• Extracted text:
Officials have discovered toxic levels of per- and polyfluoroalkyl substances, also known as PFAS, in sea foam along North Carolina beaches, the American Chemical Society (ACS) announced this week.
Newsweek reached out to the U.S. Environmental Protection Agency (EPA) and North Carolina governor’s office by email outside of normal business hours on Saturday for comment.
Why It Matters
PFAS are widely used chemicals that break down very slowly over time and can be prevalent in the environment, including being found in sources of water, according to previous statements made by the Environmental Protection Agency (EPA).
PFAS chemicals are a group of thousands of different substances, which are classified as a Group 1 carcinogen by the International Agency for Research on Cancer.
The agency has long-monitored PFAS levels in water, especially due to concerns that these chemicals can make their way into drinking water. This includes introducing tools to reduce discharges and limit the impacts that treatment can have on drinking water and wastewater systems.
What To Know
The ACS study, released on Wednesday, examined sea foam along North Carolina’s coast and found that PFAS can concentrate in levels thousands of times higher than in surrounding seawater.

• Record set:

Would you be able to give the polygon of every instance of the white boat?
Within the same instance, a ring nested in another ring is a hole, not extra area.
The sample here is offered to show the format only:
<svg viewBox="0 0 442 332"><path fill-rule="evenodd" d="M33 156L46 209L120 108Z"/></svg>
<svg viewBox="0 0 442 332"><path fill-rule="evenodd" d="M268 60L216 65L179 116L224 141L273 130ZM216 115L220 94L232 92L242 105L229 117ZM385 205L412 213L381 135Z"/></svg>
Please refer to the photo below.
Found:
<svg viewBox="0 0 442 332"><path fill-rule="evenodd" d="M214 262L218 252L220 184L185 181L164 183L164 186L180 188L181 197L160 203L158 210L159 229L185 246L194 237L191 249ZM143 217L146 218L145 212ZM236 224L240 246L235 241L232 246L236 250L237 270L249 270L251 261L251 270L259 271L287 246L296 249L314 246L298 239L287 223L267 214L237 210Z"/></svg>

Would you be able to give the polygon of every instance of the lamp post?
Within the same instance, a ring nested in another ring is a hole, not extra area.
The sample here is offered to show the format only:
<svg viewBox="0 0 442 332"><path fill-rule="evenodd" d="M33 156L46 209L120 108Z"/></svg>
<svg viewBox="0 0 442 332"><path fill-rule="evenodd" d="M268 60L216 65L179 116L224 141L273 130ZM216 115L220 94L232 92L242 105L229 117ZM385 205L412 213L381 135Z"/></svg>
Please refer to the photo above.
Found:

• What this exercise asks:
• A. Answer these questions from the PFAS article:
(i) Which organization announced the discovery of PFAS in North Carolina sea foam?
(ii) How does the International Agency for Research on Cancer classify PFAS chemicals?
(iii) On what day was the study of North Carolina sea foam released?
• B. Summarize the PFAS article in two sentences.
• C. Translate this sentence from the PFAS article into Spanish: "PFAS chemicals are a group of thousands of different substances, which are classified as a Group 1 carcinogen by the International Agency for Research on Cancer."

• Answers for the tasks:
• A.
(i) The American Chemical Society (ACS)
(ii) As a Group 1 carcinogen
(iii) Wednesday

• B. The American Chemical Society announced that toxic levels of PFAS have been found in sea foam along North Carolina beaches. These slow-breaking chemicals are classified as a Group 1 carcinogen, and the ACS study found that they can concentrate in sea foam at levels thousands of times higher than in the surrounding seawater.

• C. Las sustancias químicas PFAS son un grupo de miles de sustancias diferentes, que están clasificadas como carcinógeno del Grupo 1 por la Agencia Internacional para la Investigación del Cáncer.